I could imagine a few things:

  1. My intuition is wrong because, though the data in the survey is sparser, it is also much more specific (the predictors take on a much wider range of values).
  2. My intuition is wrong because of the interaction of a few predictors and all of the de-centering and de-correlating.
  3. I have a bug in the model!

But I’m not sure how best to figure out which it is. Any ideas would be much appreciated!

Adam

  • List item

P.S. I’ve mostly eliminated possibility 2, above. I’m re-running with just one predictor and it remains true that when fitting the combined data-sets, the smaller (in terms of total count of voters) still somehow dominates the result.

I’ll note, as much out of total confusion as anything else, that the source with more counts is ~400 rows with counts in the 100k level (300k voters out of 500k voting eligible people, or 150k voters for a particular candidate out of 300k voters) whereas the source with fewer counts comes in as 5000 rows with ~30 voters (and ~15 voting for the given candidate), So it’s smaller in terms of total counts but has more rows. Which shouldn’t matter, right?

DATASET EXCERPT:
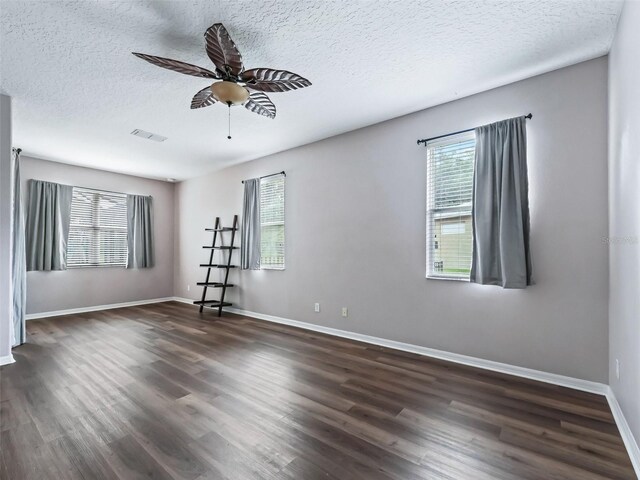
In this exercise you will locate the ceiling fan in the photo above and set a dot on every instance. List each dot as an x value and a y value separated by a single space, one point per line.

GOAL OF THE EXERCISE: Extend the post about fitting a model to the two combined voter-count data sets, starting right after its final sentence.

ANSWER TO THE EXERCISE:
Hm, to be quite honest I have no clue what’s going on here. I’m inclined to say it’s

but it also strongly goes against my intuition.

Let’s try our luck and see if @betanalpha has time to share some insights. :)

Cheers,
Max

Yeah. I think this is it as well. The intercept acts as we both think it ought to, much more strongly influenced by the higher count data. But the various predictors don’t, even one at a time. Though the ones where the lower count data cover a wider range of values show this most of all.
I changed the model so that the data sources have separate intercepts–which doesn’t change the issue in the original post. Different intercepts make more sense, particularly for the turnout bit, since that’s computed somewhat differently in the two cases.

I won’t be able to offer any particularly detailed insight here.

As always it’s easier to understand general questions like these by abstracting the problem into as simple a simulation as possible. In particular by working with simulations one could remove any problems with representative sampling entirely and focus purely on the aggregation behaviors. Simpler problems will also make it much easier for others participate without having to invest too much time.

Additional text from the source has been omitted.